▶ What the exercise asks: Pick up the table below of a triple jumper's results representing Haiti and continue it from its last row.

▶ Source passage:
····················

Year: Competition; Venue; Position; Event; Notes
Representing Haiti
2007: Pan American Games; Rio de Janeiro, Brazil; 10th; Triple jump; 15.45 m (wind: +1.3 m/s)
2009: World Championships; Berlin, Germany; 29th (q); Triple jump; 16.34 m (wind: 0.0 m/s)
2010: World Indoor Championships; Doha, Qatar; 16th (q); Triple jump; 16.30 m
Central American and Caribbean Games: Mayagüez, Puerto Rico; 3rd; Triple jump; 17.01 (wind: +0.3 m/s)
2011: Central American and Caribbean Championships; Mayagüez, Puerto Rico; 1st; Triple jump; 17.09 m (wind: -0.5 m/s)
World Championships: Daegu, South Korea; 19th (q); Triple jump; 16.38 m (wind: +0.1 m/s)
Pan American Games: Guadalajara, Mexico; 5th; Triple jump; 16.39 m (wind: +1.4 m/s)
2012: World Indoor Championships; Istanbul, Turkey; 13th (q); Triple jump; 16.06
Olympic Games: London, United Kingdom; 11th; Triple jump; 16.65 m (wind: +0.8 m/s)
2013: World Championships; Moscow, Russia; 11th; Triple jump; 16.09 m (wind: -0.8 m/s)

····················

▶ Source material:

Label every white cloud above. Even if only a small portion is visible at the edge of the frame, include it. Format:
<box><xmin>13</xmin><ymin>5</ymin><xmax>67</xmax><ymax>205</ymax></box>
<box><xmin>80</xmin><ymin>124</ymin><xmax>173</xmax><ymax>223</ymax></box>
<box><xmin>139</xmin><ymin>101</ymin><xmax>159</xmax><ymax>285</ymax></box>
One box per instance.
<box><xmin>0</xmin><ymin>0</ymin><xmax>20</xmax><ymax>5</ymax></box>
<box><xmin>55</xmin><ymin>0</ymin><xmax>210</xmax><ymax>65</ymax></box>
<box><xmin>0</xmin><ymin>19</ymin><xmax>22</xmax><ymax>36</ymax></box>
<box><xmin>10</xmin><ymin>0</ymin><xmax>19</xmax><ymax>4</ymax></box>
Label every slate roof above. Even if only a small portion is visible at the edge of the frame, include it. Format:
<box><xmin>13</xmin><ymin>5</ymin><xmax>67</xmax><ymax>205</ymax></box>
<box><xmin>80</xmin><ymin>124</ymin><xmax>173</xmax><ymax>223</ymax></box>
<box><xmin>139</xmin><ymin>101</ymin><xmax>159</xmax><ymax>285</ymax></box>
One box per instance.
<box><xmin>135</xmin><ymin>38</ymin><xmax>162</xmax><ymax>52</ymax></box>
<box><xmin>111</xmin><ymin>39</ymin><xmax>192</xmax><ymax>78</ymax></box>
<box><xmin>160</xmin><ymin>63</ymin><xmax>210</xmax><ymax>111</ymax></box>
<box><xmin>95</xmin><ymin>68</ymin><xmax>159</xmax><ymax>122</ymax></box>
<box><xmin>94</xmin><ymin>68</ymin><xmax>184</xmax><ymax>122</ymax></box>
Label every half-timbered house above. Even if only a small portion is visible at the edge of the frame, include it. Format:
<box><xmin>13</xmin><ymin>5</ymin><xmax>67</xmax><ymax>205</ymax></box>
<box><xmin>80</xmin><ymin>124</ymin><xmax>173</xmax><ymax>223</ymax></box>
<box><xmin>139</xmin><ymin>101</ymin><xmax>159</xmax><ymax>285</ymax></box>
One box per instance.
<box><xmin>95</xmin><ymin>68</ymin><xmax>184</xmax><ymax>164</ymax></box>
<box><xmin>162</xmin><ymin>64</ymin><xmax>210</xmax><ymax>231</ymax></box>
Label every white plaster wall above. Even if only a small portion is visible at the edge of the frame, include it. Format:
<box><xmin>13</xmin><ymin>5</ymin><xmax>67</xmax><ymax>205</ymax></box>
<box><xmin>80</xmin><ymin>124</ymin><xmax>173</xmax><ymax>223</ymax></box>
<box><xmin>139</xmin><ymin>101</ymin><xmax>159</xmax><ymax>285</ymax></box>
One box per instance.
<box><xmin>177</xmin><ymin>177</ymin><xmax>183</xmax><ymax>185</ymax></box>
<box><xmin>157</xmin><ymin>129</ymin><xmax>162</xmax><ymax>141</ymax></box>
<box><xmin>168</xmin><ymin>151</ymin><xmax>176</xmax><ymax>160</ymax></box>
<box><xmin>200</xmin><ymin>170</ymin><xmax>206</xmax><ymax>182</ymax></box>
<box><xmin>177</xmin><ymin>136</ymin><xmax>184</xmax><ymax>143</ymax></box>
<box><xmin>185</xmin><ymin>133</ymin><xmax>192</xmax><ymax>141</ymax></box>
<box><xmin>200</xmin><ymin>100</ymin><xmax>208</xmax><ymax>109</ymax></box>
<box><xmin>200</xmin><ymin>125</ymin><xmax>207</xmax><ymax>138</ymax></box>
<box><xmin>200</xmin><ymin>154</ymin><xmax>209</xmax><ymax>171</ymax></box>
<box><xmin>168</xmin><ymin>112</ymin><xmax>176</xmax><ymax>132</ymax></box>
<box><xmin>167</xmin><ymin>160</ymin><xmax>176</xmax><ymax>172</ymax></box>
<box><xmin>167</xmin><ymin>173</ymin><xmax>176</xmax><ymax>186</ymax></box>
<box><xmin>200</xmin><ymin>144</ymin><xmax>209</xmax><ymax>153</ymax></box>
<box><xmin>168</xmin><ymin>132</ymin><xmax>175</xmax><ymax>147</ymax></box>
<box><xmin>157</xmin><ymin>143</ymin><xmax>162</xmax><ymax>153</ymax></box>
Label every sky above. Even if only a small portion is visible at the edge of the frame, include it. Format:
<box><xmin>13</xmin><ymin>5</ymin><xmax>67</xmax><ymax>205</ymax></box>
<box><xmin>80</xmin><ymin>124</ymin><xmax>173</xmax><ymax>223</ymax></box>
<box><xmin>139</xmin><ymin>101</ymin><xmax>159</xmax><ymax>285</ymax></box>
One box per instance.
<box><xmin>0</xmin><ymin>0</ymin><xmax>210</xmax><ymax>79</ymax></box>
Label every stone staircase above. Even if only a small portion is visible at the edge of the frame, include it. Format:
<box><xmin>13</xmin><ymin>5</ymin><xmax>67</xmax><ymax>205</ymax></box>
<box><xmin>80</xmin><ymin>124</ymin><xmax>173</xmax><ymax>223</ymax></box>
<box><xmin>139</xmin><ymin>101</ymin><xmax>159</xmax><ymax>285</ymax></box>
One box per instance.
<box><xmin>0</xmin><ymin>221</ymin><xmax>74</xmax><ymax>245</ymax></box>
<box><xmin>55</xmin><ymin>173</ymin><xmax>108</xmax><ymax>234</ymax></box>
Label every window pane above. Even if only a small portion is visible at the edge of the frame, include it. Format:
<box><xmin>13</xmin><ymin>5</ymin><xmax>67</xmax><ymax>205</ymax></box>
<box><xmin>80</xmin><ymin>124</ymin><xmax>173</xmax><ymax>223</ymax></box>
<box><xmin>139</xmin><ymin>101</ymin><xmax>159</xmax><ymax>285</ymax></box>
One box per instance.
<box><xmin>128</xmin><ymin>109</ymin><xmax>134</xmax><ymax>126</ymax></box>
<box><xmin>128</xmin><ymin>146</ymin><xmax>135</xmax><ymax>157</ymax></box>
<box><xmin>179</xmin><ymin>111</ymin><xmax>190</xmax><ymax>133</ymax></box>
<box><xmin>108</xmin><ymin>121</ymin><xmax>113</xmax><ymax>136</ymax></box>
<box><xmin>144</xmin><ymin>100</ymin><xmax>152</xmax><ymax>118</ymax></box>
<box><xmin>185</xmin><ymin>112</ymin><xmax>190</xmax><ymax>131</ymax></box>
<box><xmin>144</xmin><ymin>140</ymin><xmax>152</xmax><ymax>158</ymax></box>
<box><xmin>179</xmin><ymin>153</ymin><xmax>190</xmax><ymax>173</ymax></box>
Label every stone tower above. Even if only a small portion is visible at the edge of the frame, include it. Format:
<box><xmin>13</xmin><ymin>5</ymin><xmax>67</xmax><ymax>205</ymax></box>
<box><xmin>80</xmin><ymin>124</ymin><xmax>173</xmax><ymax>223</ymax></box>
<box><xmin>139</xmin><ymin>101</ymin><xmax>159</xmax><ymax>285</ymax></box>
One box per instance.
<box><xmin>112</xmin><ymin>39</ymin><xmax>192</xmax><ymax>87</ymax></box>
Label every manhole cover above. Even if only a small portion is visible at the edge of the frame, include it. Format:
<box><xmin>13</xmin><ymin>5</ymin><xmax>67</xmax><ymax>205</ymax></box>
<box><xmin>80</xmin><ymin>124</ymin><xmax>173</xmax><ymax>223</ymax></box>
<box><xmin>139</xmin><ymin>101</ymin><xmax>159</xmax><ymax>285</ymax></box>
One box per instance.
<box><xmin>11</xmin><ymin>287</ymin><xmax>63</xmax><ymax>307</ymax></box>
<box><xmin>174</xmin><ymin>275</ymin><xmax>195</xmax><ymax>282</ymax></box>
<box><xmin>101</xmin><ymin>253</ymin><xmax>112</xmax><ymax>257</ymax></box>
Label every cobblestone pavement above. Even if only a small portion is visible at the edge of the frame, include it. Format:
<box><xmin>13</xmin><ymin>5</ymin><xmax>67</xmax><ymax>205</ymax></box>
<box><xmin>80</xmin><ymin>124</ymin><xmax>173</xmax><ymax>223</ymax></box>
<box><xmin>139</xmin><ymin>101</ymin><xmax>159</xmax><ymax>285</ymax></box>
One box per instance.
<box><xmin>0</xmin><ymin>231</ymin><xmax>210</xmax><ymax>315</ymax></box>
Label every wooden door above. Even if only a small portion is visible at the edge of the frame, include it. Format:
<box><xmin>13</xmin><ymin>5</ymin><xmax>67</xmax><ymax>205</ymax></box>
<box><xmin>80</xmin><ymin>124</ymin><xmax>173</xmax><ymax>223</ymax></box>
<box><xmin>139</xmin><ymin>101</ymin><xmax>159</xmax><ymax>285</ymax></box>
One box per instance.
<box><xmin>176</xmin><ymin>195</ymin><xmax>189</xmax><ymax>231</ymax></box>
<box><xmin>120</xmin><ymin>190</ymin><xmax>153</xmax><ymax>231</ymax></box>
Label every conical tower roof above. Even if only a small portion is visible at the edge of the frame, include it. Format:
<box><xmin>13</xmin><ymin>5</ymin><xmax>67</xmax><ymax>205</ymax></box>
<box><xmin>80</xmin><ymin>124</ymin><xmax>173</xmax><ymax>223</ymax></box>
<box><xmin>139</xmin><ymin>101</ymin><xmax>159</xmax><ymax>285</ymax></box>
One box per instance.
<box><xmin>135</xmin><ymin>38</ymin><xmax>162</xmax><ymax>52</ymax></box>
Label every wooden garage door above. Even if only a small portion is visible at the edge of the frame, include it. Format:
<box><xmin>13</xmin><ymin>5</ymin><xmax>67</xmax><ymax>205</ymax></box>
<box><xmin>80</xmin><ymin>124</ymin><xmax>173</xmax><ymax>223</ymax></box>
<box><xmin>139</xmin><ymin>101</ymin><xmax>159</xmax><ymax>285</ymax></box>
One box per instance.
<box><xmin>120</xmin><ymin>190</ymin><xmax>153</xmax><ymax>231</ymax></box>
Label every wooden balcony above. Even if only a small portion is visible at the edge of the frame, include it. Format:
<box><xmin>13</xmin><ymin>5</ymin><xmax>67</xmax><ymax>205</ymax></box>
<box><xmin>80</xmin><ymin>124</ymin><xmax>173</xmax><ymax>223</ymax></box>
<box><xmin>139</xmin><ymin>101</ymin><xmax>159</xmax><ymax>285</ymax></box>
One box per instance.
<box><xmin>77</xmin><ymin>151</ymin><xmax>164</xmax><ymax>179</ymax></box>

····················

▶ Response:
Jeux de la Francophonie: Nice, France; 5th; Triple jump; 16.43 m (wind: -0.5 m/s)
2014: World Indoor Championships; Sopot, Poland; 10th (q); Triple jump; 16.13 m
Pan American Sports Festival: Mexico City, Mexico; 2nd; Triple jump; 17.10 m A (wind: +0.2 m/s)
Central American and Caribbean Games: Xalapa, Mexico; 6th; Triple jump; 16.08 m A (wind: -0.8 m/s)
2015: Pan American Games; Toronto, Canada; 6th; Triple jump; 16.43 m (wind: +0.8 m/s)
2015 NACAC Championships in Athletics: San José, Costa Rica; 4th; Triple jump; 16.38 m (w)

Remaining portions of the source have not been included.